> [AIM OF THE EXERCISE]:
Repeat word for word the passage in the notes on classroom attention and discipline from "- If the students" to "workgroups can meet.".

> [TEXT BLOCK]:
The inattentive student
- Active learning does not permit inattention.
- Reading, listening, and watching can elicit inattention because they are inactive.
- The teacher can make them active by getting student responses frequently.
- The frequency could be based on the estimated attention span for the students.
- The teacher or the DTA could present the query.
- The DTA could present the response form and possibly evaluate it.
Workgroup discipline
Is the teacher monitoring the workgroups?
- If the students are beginners at working in groups, the teacher is probably monitoring.
- That would mean that the teacher sets the time when workgroups can meet.
- Students with good experience in workgroups might not need monitoring.
- These could meet on their own schedule.
- "There are advantages when you show what you can do."
DTA monitoring
- The DTA works 24/7. It can monitor typed chat for inappropriate language.
- It may be able to monitor voice for inappropriate language.

> [RAW RECORDS]:
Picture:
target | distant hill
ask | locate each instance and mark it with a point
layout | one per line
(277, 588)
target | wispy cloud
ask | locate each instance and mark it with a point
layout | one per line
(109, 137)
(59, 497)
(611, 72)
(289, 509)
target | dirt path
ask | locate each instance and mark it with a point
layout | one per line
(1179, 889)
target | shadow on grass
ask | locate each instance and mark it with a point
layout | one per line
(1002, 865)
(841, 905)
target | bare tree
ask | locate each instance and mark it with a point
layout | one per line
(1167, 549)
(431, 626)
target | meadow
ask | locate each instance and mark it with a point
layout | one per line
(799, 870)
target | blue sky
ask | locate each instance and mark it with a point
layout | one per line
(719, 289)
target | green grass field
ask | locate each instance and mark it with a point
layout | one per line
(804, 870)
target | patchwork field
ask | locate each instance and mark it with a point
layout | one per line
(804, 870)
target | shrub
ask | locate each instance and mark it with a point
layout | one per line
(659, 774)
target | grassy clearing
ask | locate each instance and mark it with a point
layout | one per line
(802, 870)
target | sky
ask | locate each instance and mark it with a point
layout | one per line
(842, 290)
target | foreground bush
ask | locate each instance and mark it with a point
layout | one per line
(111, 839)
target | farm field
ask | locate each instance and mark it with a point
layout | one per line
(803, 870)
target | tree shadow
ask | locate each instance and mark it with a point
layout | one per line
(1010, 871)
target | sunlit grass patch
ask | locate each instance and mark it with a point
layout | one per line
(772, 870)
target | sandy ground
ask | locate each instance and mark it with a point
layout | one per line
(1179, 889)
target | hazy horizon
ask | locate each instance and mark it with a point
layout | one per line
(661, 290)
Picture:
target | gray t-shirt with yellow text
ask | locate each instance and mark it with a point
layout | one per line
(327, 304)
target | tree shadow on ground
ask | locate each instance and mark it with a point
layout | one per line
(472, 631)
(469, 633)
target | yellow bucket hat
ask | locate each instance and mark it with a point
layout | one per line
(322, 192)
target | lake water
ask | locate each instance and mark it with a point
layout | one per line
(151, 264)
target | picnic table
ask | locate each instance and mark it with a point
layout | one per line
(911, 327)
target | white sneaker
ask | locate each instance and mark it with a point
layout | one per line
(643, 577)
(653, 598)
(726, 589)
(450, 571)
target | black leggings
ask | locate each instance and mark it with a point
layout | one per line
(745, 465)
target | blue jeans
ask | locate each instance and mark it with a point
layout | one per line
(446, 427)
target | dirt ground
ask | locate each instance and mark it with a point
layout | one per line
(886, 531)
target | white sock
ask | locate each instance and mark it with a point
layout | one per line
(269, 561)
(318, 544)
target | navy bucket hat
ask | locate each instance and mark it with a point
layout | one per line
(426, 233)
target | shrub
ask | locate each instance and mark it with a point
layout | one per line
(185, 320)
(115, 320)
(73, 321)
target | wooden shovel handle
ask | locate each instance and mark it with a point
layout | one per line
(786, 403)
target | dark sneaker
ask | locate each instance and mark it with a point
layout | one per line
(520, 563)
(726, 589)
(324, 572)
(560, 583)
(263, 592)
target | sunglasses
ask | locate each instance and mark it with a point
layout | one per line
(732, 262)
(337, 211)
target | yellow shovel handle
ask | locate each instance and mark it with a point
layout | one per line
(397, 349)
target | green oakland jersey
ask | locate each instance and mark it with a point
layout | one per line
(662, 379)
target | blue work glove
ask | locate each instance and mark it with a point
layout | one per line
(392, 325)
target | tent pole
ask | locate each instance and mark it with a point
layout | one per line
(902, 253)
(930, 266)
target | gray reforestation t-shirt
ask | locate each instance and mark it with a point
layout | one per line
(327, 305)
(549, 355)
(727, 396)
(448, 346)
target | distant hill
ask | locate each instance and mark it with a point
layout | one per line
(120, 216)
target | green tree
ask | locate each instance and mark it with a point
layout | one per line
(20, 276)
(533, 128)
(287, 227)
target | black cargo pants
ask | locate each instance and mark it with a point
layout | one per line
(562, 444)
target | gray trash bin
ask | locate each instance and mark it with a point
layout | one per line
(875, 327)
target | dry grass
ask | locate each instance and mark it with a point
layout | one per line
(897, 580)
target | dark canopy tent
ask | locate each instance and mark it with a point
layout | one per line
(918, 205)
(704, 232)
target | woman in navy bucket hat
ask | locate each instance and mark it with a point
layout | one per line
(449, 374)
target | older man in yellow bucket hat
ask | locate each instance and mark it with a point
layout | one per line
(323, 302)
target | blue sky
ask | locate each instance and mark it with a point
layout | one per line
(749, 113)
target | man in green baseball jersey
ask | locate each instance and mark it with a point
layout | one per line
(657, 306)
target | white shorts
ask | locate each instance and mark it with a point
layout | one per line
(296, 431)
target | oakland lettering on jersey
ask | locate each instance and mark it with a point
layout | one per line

> [RESULT BELOW]:
- If the students are beginners at working in groups, the teacher is probably monitoring.
- That would mean that the teacher sets the time when workgroups can meet.